● Your task
Express every line of the listing below as a row of a Markdown table with the columns Row and Line, numbering the rows and omitting blank lines. Leave the pictures out of the table.

* start Data rows *

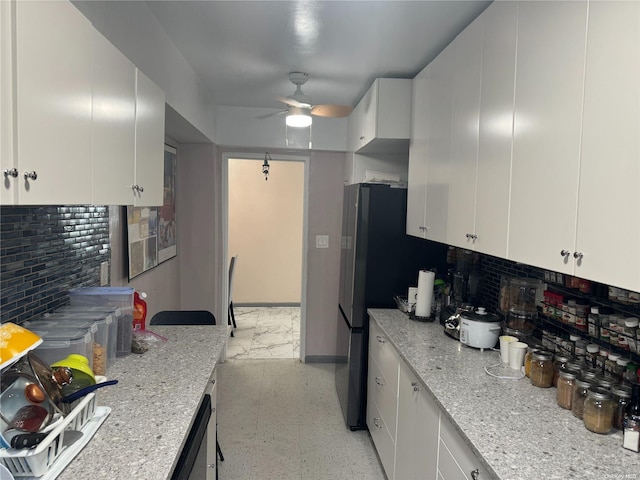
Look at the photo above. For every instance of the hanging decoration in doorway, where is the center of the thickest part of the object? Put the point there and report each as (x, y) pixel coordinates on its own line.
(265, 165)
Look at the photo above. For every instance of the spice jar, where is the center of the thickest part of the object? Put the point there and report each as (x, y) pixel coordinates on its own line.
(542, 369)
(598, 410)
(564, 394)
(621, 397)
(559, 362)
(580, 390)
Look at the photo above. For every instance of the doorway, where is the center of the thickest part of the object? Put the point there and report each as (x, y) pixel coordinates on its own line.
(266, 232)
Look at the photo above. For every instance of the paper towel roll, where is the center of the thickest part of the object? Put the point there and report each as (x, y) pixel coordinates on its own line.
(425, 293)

* end Data rows *

● Reply to the exercise
| Row | Line |
|---|---|
| 1 | Look at the photo above. For every instance of the hanging decoration in doorway, where is the center of the thickest part of the object? Put the point there and report each as (x, y) pixel coordinates on its own line. |
| 2 | (265, 165) |
| 3 | Look at the photo above. For every instance of the spice jar, where is the center of the thickest part of the object? Put the point there and report each as (x, y) pixel coordinates on its own line. |
| 4 | (542, 369) |
| 5 | (598, 410) |
| 6 | (564, 394) |
| 7 | (621, 397) |
| 8 | (559, 362) |
| 9 | (580, 390) |
| 10 | Look at the photo above. For every instance of the doorway, where is the center of the thickest part of the object? Put the point there and report each as (x, y) pixel coordinates on its own line. |
| 11 | (266, 232) |
| 12 | Look at the photo above. For every instance of the paper towel roll, where is the center of the thickest part of the object? Put the point there and report each as (x, y) pixel coordinates on its own line. |
| 13 | (425, 293) |